(TASK BRIEF) I would like the records restated word for word, without the pictures.

(Dataset entries)
□ □ □ □ □ □ □

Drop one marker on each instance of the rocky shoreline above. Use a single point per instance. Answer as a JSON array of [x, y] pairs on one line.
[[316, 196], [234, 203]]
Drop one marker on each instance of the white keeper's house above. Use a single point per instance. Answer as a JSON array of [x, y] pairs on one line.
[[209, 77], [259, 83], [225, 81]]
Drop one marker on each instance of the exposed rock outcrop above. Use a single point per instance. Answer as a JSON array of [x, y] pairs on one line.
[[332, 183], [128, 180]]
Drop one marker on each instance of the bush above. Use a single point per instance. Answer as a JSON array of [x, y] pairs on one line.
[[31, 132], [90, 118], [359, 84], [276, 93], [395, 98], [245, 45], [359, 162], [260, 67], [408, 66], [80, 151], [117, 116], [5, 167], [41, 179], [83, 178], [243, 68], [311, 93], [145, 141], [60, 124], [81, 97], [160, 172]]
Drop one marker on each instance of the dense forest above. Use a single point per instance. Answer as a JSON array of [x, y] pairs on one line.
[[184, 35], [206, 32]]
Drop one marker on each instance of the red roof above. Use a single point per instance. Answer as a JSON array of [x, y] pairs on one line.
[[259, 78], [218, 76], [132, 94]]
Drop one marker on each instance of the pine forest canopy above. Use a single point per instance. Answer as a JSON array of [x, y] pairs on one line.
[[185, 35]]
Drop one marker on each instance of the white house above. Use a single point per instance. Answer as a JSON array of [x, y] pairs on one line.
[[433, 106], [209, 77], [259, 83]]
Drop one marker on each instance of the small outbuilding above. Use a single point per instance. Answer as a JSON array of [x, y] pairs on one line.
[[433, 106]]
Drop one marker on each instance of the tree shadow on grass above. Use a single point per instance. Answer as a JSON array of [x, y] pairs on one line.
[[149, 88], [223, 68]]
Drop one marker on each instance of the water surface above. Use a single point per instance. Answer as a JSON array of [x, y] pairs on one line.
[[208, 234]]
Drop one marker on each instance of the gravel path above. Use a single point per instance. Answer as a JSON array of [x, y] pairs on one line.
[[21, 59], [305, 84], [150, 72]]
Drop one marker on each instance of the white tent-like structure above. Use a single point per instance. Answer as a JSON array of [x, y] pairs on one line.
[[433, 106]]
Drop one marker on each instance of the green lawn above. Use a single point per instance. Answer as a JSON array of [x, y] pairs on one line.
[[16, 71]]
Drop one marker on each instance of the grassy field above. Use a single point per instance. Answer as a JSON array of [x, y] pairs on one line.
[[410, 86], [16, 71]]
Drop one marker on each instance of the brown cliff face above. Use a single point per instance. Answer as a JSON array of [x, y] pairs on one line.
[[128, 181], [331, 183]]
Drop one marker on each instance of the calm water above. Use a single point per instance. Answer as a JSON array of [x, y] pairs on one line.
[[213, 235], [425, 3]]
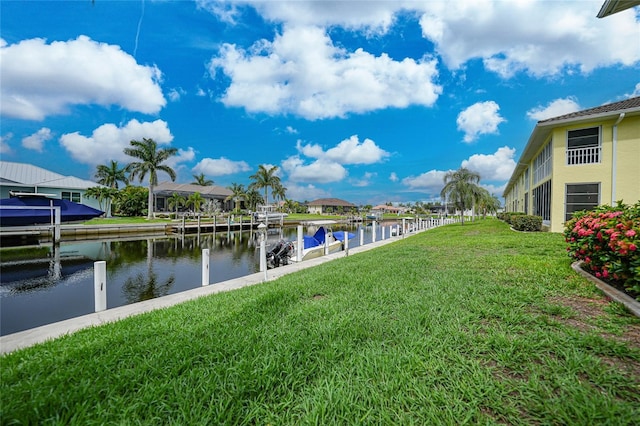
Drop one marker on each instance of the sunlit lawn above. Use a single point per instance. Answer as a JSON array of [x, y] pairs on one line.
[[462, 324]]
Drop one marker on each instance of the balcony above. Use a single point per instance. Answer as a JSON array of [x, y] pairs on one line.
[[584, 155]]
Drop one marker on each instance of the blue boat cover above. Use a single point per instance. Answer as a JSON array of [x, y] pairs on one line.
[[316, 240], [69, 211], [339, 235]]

□ □ □ □ □ □ □

(SOLUTION TO THIS EXERCISE)
Drop one marker on each instance of the rocky shoreline above. Use a single point per instance. Answer as a JSON array of [x, y] pairs on one line.
[[316, 196], [234, 203]]
Drop one marker on each instance of the white keeper's house above. Use a single point per instance. Answer as a JSON array of [x, y] pairs on one line.
[[209, 77], [259, 83], [225, 81]]
Drop one marker on each instance of the exposed rock outcrop above. Use a single point per instance. Answer as a JSON array of [x, y] pairs on one line.
[[332, 183], [128, 180]]
Drop one marker on each instance of the bush above. Use a single point per instance. Answer as a JSON array of [x, y] pairs on one line.
[[31, 132], [90, 118], [359, 84], [276, 93], [395, 98], [245, 45], [359, 162], [260, 67], [408, 66], [80, 151], [117, 116], [5, 167], [41, 179], [83, 178], [243, 68], [311, 93], [145, 141], [60, 124], [81, 97], [160, 172]]
Drop one marker on each instance of the dense forest above. Use a single point per instance. Answer as a JSON array of [x, y] pairs on one line.
[[184, 35], [206, 32]]
Drop one marker on each instance of the red roof above. Use a single point per instance. Answer as a JSON array of [x, y] pairs on one line.
[[259, 78], [218, 76], [132, 94]]
Drop one marker on each instance of the pine forest canopy above. Use a single point per instance. Answer as a JSON array of [x, y] pairs on one line.
[[185, 35]]
Drop one marker on each instance of the white house above. Use a single point per instance. Answer as a JSON array of [x, y] pairs on one line.
[[433, 106], [209, 77], [259, 83]]
Drop one marker on each instance of the small outbuilding above. Use a single point per instance. Answer as a JSON array of [x, y] pairs on one line.
[[433, 106]]
Drop one marker on each instance of the tree shadow on grass above. Use a single point per instance. Answer as a JSON array of [x, y] pairs on one line.
[[149, 88], [223, 68]]
Drop one marker on each instance of the water surface above. Use a single point per instance. Answer as a JSON array of [x, y] pairs on one line.
[[208, 234]]
Drop one marker on each instance of the gravel path above. Use a single point per instance. Answer as a JSON array of [x, y] pairs on one line.
[[21, 59], [305, 84], [150, 72]]
Drop one marker on each instance of the white tent-like structure above. Use a single point per instance. Answer as a JSON array of [x, y] pairs on one line.
[[433, 106]]
Drop one marker on each instance of the green lawn above. Use a single point per instance. Answer as a JSON array of [x, y] pairs on one line.
[[16, 71]]
Drop one marker on each instance of the grassy field above. Use a single point per instance. Answer as a JSON array of [x, y] pairs on one line.
[[410, 86], [16, 71]]
Drop one marker on each instance of the brown cliff face above. Use a single point per instance. Answer as a JSON array of [x, y] pairs on one line.
[[128, 181], [331, 183]]
Drop one marker on each instance of the calm water above. Use a single point per instance. Answer as a JSON array of [x, y] pairs on one line.
[[213, 235], [425, 3]]
Drop one marker on each instance of the sunlit lawn above. Use a single point per instance. Answer as a JSON array of [x, y] pairs on one line.
[[462, 324]]
Drop one marker on each instance of the balcony above. Use a single point per instance. Answer as a JSON array of [x, y] pairs on one line.
[[584, 155]]
Drop one marker on each instance of the blue boat cover above. Use a single point per instance. Answer as a JSON array of [x, y] pairs on one line.
[[316, 240], [69, 211], [339, 235]]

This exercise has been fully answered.